Reading passage:
[START]

Golf and fishing are boring...soccer is beyond boring...trains are what you make of them...and still carry excitement for me. Does anyone think that the management saga behind Apple computers or Microsoft is exciting???
(That should raise a few eyebrows...hehehehehe)

>From: Dherbert53_@_aol.com 
>Reply-To: rshsdepot_@_lists.railfan.net 
>To: rshsdepot_@_lists.railfan.net 
>Subject: (rshsdepot) Why Trains are Boring 
>Date: Sun, 20 Apr 2003 06:27:32 EDT 
> 
>Talking about conspiracies, I think the worst of them was a secret pact made 
>between the big railroads about a generation ago. Meeting in one of the 
>dark, subterrainean chambers of Grand Central Terminal in the fall of 1969, 
>the heads of the Class 1 railroads signed an agreement which would become 
>known as the Railroad Unformity Treaty, or RUT for short. The purpose of the 
>RUT was to make railroading uniform, efficient and operating outside of 
>public scrutiny. 
> 
>But, had the purpose of the RUT been to make railroading as boring as 
>possible for the next generation, it could not have been more successful.

[END]

Task set:
1. List the header field names that appear in the quoted message within the railroad email.
2. In the railroad email, where did the heads of the Class 1 railroads meet to sign their agreement?

Entries:
[START]

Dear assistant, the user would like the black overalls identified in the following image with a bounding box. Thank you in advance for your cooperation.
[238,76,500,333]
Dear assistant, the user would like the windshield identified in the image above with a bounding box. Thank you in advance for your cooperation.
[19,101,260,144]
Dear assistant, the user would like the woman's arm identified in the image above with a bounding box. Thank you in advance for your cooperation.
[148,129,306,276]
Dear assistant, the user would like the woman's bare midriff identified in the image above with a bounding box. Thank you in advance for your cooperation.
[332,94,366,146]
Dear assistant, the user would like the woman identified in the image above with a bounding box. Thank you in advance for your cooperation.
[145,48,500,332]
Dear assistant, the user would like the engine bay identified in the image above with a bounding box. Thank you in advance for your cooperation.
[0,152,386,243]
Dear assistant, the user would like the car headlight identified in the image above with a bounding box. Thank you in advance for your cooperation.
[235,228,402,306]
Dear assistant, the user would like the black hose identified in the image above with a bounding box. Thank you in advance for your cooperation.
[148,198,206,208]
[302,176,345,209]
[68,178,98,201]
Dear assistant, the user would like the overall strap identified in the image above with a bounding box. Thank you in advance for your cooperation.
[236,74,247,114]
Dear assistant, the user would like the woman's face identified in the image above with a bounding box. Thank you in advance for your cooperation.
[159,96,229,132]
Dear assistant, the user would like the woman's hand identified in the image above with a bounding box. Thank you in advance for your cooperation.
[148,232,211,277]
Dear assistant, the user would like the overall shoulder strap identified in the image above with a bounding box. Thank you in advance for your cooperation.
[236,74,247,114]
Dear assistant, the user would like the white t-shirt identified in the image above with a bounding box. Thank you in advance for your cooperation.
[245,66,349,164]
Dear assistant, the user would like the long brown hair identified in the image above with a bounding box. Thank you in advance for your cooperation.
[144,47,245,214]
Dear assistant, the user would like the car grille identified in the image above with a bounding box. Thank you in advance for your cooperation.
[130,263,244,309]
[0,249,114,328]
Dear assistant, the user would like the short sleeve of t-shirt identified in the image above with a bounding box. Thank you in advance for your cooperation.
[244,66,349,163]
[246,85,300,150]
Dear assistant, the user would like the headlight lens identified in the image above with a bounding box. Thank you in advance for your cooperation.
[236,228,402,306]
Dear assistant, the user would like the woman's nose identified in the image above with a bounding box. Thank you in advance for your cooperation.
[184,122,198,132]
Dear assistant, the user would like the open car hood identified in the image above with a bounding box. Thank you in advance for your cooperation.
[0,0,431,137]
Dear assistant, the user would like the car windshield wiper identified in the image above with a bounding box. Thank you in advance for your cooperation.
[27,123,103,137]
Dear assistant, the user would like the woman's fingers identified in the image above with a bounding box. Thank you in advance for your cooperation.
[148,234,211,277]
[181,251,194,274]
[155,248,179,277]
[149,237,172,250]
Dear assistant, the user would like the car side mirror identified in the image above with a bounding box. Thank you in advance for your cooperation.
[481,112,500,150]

[END]

List of solutions:
1. From, Reply-To, To, Subject, Date

2. They met in one of the dark chambers beneath Grand Central Terminal.